(Text shown Opens)
Linked Specifications and Implementation Reports

Authors
Sarven Capadisli
Identifier
http://csarven.ca/linked-specifications-reports
In Reply To
Call for Linked Research
Notifications Inbox
https://linkedresearch.org/inbox/csarven.ca/linked-specifications-reports/
Annotation Service
https://linkedresearch.org/annotation/csarven.ca/linked-specifications-reports/
Published
Modified
License
CC BY 4.0

Abstract

This article describes the structure and linking of the W3C Recommendation on Linked Data Notifications, its test suite, and evaluation reports.

Introduction

A technical specification describes a set of requirements for a Web technology, anything from data models, protocols, application behaviour to guidelines. For example, W3C publishes Technical Reports — also known as specifications and sometimes called standards once they are widely adopted. These documents are intended to help different (current or future) implementations to have common core functionality and quality, comply with accessibility and internationalisation guidelines, and take security and privacy considerations into account. When an application, for instance, implements a specification, it can be checked against that specification’s conformance criteria for normative requirements. Specifications are typically accompanied with test suites to assist implementations to identify their conformance level as well as areas for improvement. Similarly, reports and feedback help specifications to improve and advance towards publication. Thus, a specification and conforming implementations are integral to ensuring valid and interoperable applications, discoverable and exchangeable data on the Web.
(Text shown Closes)
Task set
• a. In the article on linked specifications, why are specifications usually paired with test suites?
• b. Carry on the article on linked specifications from its final sentence.
(Dataset section Opens)
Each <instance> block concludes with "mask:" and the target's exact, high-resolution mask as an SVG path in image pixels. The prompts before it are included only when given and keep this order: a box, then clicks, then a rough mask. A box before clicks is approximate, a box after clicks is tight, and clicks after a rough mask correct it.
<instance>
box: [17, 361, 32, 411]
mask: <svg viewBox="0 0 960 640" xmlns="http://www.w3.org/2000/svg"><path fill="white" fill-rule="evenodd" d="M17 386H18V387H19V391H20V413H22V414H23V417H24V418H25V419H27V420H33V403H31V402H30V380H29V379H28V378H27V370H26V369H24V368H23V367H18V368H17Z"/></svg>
(Dataset section Closes)
Answers provided
• a. Test suites help implementations find out how far they conform to a specification and where they could improve.

• b.
In the wild, technical and implementation reports are evidently human-readable documents, however, the information within them is not machine-readable as much as it [the information] can be, at least from the perspective of exposing Linked Data on the Web. That is, there is a lack of globally identifiable and discoverable structured data in those documents, and they are neither linked to one another or other resources on the Web, such that a machine consumer cannot reliably conduct a follow your nose type of exploration, find or provide search mechanisms without considerable amount of customisation per resource. There are HTML templates for specifications which facilitates embedding of some structured data, but they tend to describe items like document level sectioning, references, contributors, or metadata. On the other hand, information on each requirement and classifications remain as unstructured prose, or at least geared towards human consumption. As for implementation reports, there is even less consistency across the board on how these documents are represented and accessed, let alone any definitive methods for data exchange or information retrieval.

Having the specifications and implementation reports appropriately (inter-)linked and retrievable can facilitate their automated discovery and reuse. One attainable use case is to be able to find applications that match a certain conformance criteria, eg. in order to have fine-grained bundling of software packages. While this would typically include normative requirements, tests can potentially capture and reveal optional features with respect to authoritative specifications. Prospective consumers of the compliance reports can be application developers finding appropriate software for use, as well as automatic software package managers.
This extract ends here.